- **PASSAGE SHOWN**

- Born: Elizabeth Joan Rooke 6 May 1912 Hampstead, London
- Died: 28 January 2010 (aged 97)
- Education: University College Hospital
- Known for: Stokes method
- Spouse: John Fisher Stokes ​(m. 1940)​
- Relatives: Robert Pearce (grandfather)
- Scientific career
- Fields: Clinical medicine; bacteriology;
- Workplaces: University College Hospital

= Elizabeth Joan Stokes =

English bacteriologist

Elizabeth Joan Stokes (née Rooke; 6 May 1912 – 28 January 2010) was an English bacteriologist. She spent the majority of her career as a clinical bacteriologist at University College Hospital in London.

==Biography==
Elizabeth Joan Stokes was born on 6 May 1912 in Hampstead, London, to Thomas Rooke, an engineer, and Elizabeth Frances Pearce, whose father was the Liberal MP Robert Pearce. She attended University College Hospital Medical School (now a part of UCL Medical School) and graduated with an MBBS in 1937. She worked at UCH as a house physician, house surgeon and casualty officer before becoming a medical registrar under Thomas Lewis in 1940. When UCH was evacuated to Cardiff in 1941, Stokes decided to make a career change from clinical medicine to pathology. She began training as a pathologist at the London Public Health Laboratory in Watford, where she worked with Arnold Ashley Miles. She was promoted to the role of public health bacteriologist in 1944 and returned to UCH as a clinical bacteriologist in 1946. She was the first person to hold that position at UCH, and remained there until her retirement in 1977.

(Dataset records)

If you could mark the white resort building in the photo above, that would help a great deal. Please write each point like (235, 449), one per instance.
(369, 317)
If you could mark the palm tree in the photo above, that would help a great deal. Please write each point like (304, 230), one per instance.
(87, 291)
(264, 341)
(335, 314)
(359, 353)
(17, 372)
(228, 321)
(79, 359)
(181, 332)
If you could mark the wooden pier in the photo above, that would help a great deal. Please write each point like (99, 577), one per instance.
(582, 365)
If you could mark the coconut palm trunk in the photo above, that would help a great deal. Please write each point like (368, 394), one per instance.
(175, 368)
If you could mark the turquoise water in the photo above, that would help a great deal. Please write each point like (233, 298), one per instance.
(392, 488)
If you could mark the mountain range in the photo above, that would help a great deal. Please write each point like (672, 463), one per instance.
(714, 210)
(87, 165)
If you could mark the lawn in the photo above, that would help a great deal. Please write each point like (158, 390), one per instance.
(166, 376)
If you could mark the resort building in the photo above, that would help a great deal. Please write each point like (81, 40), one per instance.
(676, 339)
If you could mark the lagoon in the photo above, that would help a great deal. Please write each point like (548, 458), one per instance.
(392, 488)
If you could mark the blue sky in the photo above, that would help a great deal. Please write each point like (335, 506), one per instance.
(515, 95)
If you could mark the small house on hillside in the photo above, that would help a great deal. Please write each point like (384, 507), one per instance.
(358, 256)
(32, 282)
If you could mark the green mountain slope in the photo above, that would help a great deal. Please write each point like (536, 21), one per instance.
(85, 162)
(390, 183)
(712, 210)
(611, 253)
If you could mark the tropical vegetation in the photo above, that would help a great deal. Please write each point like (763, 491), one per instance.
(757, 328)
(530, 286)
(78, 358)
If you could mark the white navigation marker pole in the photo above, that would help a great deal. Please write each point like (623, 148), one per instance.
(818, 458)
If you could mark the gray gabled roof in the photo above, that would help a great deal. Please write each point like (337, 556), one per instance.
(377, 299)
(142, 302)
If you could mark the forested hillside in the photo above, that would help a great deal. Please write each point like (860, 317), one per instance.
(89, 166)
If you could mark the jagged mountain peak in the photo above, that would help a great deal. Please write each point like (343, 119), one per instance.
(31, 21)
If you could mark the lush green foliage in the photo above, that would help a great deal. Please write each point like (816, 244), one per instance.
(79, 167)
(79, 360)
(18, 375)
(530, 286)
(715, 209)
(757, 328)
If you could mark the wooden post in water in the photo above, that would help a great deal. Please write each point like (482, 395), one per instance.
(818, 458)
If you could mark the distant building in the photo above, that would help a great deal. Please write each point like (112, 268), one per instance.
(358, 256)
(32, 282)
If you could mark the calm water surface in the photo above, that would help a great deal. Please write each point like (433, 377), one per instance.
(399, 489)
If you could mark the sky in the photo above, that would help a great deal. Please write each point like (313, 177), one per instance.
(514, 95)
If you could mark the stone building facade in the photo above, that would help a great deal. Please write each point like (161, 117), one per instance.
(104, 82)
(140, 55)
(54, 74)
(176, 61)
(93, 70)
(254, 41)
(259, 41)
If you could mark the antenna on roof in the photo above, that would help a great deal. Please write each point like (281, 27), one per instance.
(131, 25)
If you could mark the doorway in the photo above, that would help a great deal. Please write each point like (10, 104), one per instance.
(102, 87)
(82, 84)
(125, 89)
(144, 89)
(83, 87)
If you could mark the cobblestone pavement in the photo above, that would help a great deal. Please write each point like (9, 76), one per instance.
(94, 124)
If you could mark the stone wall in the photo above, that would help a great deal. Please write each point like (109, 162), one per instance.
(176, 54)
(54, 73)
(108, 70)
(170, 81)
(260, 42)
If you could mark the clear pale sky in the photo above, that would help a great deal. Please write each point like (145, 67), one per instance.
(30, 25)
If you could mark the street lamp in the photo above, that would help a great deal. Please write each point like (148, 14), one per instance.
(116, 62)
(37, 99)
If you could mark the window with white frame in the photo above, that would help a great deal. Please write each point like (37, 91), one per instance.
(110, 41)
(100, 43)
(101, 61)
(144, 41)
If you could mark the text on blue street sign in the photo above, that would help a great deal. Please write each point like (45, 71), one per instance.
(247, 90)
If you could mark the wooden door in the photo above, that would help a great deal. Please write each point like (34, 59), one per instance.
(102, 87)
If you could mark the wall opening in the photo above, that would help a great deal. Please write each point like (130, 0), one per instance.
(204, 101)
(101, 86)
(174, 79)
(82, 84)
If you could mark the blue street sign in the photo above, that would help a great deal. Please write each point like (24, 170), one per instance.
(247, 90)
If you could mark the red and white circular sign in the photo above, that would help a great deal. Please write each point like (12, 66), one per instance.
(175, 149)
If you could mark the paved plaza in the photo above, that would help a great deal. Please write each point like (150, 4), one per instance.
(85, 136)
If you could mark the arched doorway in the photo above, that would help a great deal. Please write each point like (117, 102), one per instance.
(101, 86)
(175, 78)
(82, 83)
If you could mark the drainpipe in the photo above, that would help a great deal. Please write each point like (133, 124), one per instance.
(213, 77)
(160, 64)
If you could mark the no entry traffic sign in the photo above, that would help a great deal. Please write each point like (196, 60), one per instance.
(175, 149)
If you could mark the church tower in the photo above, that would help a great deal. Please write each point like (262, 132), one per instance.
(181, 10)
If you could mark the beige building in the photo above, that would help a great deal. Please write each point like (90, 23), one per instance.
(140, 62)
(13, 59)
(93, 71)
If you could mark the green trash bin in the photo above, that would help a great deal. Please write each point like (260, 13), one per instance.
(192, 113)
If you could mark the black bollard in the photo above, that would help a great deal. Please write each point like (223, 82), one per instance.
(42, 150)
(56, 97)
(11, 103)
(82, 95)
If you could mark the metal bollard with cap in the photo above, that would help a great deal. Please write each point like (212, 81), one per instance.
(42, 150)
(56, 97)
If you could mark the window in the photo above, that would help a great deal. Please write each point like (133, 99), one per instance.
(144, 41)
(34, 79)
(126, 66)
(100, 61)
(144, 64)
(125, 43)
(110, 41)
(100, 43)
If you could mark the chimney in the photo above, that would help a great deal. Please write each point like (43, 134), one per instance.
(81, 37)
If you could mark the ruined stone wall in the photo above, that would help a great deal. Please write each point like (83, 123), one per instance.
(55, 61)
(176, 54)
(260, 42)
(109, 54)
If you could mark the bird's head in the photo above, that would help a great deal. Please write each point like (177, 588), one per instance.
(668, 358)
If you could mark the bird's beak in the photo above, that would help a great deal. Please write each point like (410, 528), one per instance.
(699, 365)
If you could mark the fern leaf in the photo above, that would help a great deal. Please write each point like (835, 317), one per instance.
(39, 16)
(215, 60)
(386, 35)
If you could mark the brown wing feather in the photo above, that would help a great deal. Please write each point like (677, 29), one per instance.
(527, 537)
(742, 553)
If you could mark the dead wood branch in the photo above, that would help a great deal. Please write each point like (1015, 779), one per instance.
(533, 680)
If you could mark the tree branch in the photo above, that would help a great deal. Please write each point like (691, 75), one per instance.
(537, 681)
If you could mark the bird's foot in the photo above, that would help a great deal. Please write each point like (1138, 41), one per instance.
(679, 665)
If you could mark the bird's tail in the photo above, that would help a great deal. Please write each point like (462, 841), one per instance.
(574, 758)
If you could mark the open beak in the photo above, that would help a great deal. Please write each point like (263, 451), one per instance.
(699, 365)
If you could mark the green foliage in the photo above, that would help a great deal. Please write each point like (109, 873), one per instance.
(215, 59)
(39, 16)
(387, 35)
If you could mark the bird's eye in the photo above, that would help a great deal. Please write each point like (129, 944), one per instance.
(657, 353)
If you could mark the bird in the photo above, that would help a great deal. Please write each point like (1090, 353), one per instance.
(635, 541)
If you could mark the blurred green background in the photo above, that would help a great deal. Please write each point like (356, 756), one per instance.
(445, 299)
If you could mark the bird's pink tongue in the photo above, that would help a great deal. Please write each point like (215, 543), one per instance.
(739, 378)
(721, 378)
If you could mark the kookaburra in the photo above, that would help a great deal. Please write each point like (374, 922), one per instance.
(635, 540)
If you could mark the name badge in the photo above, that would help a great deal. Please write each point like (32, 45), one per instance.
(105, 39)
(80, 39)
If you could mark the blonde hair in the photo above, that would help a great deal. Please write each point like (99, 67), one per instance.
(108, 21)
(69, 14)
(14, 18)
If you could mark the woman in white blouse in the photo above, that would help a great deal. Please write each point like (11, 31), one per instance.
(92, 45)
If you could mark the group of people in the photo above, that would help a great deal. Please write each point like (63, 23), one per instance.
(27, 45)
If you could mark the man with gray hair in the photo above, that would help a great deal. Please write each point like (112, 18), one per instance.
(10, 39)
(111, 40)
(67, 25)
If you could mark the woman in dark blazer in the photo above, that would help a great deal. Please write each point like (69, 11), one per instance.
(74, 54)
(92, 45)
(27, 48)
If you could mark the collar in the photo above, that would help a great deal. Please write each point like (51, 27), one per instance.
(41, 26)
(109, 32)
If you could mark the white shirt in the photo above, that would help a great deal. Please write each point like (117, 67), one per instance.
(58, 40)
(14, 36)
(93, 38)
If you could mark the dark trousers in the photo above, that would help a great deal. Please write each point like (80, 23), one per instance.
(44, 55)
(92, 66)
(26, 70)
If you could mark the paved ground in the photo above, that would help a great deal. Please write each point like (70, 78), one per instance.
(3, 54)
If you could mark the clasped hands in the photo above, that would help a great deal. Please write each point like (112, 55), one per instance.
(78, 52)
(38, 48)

- **AIM OF THE EXERCISE**
Pick up the biography of bacteriologist Elizabeth Joan Stokes after its final sentence and keep writing it.

- **TASK ANSWER**
Stokes is credited as a pioneer in turning bacteriology into a clinical subspecialty of medicine, rather than a strictly scientific branch of pathology. She developed a standardised method for testing antibiotic sensitivity, which was named the Stokes method and was the standard test until the 1980s. Her textbook, titled Clinical Bacteriology and later Clinical Microbiology, was first published in 1955 and continued until its seventh edition in 1993. Stokes was elected Fellow of the Royal College of Physicians (FRCP) in 1958. She was a founding fellow of the Royal College of Pathologists in 1963, and later served on its council. She served as president of the Royal Society of Medicine's pathology division in 1967–68, and in 1971 she became a fellow of University College London. She retired in 1977 and died on 28 January 2010, at the age of 97.

In 1940 in Chelsea, London, she married the physician John Fisher Stokes, who was elected FRCP in 1947. The marriage lasted 69 years. They were the first husband and wife who were both elected FRCP. They had a son, a daughter, and five grandchildren.